(Coordinate annotation entries)
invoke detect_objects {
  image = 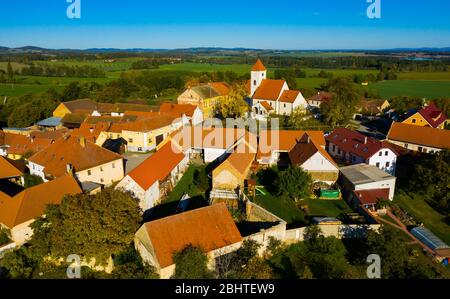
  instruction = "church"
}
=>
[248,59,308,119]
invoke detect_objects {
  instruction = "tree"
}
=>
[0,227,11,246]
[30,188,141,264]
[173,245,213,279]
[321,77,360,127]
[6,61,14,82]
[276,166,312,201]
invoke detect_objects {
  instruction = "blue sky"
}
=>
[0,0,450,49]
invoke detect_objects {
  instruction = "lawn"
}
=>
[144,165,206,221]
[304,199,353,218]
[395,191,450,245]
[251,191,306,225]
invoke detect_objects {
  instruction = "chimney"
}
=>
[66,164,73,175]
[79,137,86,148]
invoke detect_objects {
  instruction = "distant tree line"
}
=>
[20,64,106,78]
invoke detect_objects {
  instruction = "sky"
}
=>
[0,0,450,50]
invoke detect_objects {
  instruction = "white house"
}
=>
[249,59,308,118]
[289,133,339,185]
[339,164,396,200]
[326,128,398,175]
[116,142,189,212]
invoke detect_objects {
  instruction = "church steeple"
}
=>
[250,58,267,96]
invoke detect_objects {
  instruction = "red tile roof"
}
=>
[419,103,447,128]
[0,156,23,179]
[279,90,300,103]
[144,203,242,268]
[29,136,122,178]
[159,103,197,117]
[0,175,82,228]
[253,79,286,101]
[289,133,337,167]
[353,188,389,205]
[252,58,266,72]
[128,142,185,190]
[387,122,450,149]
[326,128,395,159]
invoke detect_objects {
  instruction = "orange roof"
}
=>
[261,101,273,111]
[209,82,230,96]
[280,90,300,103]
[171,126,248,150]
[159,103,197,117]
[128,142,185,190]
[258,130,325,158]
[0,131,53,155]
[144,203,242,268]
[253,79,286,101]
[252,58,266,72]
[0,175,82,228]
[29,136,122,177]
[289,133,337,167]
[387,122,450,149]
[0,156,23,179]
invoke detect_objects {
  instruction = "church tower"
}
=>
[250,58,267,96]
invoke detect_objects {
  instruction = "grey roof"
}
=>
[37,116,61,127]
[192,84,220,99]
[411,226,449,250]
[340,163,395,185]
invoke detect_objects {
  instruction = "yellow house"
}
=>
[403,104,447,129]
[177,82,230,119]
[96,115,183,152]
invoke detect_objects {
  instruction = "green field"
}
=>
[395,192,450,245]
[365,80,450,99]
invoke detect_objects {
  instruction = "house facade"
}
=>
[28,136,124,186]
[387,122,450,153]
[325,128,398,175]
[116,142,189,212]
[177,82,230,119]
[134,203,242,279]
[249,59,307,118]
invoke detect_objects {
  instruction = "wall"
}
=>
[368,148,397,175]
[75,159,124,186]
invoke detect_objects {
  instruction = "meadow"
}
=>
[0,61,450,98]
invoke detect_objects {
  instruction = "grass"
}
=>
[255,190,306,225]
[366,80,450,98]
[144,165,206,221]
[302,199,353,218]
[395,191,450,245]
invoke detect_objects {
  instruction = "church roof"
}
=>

## [Instruction]
Which lines in the data above contain the string "tree"? Find each one and copy it in full, treating uppercase and lowercase as different.

## [Answer for this exercise]
  instruction = "tree"
  instruction = "distant tree line"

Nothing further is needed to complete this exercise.